# [WORK ORDER]
Show every line in the entries below where the word "stroller" appears.

# [DATA LISTING]
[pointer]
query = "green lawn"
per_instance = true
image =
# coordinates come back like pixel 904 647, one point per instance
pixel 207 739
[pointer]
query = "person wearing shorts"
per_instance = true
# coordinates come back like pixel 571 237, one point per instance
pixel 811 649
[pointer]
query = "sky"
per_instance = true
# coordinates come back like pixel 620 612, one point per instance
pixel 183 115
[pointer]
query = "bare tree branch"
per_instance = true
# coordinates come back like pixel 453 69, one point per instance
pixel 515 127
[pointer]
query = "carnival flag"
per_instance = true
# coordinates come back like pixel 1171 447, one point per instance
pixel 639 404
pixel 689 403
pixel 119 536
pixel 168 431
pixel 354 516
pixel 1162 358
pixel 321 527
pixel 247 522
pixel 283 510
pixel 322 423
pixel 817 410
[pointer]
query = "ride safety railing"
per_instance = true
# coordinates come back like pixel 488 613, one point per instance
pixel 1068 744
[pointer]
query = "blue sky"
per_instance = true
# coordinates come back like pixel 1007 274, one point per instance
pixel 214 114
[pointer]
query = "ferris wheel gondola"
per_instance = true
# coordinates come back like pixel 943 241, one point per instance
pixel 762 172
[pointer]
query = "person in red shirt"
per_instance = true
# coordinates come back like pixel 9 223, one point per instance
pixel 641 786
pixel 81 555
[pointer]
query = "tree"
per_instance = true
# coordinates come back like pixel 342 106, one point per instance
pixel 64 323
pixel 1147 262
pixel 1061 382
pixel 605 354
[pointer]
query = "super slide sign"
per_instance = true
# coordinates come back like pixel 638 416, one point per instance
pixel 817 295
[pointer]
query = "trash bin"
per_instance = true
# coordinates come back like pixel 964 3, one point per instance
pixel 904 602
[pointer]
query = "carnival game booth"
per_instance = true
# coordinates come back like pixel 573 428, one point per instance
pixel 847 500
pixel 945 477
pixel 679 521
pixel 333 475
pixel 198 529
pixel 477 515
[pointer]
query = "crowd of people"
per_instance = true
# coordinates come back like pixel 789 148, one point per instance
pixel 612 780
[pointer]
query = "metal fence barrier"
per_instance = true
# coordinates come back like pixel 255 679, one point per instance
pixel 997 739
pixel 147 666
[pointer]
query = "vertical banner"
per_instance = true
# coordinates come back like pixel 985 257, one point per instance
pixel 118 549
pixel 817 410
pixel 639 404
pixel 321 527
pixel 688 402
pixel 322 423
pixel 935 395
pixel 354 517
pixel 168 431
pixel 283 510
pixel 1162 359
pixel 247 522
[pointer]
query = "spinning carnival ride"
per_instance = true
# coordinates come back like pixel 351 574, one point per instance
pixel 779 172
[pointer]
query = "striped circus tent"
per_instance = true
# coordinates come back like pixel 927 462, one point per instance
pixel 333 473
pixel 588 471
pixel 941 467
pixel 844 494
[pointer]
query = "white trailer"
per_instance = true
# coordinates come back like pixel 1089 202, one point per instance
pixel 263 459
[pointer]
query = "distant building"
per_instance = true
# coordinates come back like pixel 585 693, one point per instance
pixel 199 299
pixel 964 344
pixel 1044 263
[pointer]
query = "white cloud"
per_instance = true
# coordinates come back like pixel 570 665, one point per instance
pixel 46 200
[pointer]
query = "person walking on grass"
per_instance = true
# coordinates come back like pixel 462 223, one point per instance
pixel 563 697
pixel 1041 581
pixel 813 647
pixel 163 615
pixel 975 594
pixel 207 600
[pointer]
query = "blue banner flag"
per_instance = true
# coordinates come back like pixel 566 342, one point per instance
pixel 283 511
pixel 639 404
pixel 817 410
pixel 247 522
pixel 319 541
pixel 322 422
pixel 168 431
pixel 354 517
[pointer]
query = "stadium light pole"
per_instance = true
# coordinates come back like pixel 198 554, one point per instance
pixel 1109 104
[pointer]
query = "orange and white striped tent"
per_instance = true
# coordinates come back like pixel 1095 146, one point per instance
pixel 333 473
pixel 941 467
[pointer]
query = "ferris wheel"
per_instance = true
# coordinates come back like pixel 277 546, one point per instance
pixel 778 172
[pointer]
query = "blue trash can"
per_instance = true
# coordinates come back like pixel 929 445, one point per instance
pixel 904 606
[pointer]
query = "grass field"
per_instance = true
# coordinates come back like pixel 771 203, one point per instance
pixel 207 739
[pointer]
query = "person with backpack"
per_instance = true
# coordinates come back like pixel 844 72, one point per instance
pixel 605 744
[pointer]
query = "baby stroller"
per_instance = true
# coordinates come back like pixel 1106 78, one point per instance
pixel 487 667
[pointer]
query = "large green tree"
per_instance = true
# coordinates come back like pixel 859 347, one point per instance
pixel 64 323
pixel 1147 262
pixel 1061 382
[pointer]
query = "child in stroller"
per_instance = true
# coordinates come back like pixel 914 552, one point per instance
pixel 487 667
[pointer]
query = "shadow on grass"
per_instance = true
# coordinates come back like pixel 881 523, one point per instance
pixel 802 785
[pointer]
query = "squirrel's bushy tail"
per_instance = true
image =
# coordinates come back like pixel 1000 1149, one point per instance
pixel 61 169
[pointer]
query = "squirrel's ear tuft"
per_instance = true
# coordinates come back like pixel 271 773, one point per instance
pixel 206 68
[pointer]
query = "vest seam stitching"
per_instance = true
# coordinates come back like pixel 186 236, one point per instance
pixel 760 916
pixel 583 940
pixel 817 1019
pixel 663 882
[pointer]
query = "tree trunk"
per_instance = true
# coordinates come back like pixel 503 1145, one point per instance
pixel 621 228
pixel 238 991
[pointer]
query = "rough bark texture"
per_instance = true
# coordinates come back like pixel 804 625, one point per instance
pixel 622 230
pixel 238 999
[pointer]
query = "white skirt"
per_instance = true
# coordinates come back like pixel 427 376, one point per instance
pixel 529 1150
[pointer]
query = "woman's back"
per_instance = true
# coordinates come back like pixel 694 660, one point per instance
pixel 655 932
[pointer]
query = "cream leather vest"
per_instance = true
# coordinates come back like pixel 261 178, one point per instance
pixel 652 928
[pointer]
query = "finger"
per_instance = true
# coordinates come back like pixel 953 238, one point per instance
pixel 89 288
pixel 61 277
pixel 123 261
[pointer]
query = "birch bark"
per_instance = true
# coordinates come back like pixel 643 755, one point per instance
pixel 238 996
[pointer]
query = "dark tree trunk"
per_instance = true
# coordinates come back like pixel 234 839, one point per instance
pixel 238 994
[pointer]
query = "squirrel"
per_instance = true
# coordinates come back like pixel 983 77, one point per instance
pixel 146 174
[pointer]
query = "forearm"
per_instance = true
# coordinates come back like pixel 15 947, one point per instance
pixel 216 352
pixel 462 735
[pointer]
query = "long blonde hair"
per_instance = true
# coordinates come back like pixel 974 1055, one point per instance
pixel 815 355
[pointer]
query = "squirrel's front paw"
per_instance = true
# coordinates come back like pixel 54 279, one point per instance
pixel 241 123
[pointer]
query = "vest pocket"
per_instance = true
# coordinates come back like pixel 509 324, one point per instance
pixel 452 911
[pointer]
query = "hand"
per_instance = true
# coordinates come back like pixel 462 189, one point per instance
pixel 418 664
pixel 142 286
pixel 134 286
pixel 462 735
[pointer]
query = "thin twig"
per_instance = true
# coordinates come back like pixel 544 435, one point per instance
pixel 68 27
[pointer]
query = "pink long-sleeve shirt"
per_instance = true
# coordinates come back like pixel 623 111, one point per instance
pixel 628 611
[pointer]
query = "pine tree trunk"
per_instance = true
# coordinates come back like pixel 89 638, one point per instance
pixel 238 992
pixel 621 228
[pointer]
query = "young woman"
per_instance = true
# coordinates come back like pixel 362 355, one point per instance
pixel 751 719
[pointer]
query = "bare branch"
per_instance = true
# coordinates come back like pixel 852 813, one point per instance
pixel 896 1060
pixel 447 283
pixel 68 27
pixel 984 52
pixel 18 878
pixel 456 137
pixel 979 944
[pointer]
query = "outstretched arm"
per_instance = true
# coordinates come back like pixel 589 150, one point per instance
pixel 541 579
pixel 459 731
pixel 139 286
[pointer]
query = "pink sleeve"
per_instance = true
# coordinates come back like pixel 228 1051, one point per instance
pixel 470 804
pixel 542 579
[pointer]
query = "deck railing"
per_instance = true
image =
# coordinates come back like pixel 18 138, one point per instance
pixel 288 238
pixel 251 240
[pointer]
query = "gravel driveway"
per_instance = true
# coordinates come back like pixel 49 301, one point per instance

# [OUTPUT FOR THIS TASK]
query = "baby stroller"
query = "child in stroller"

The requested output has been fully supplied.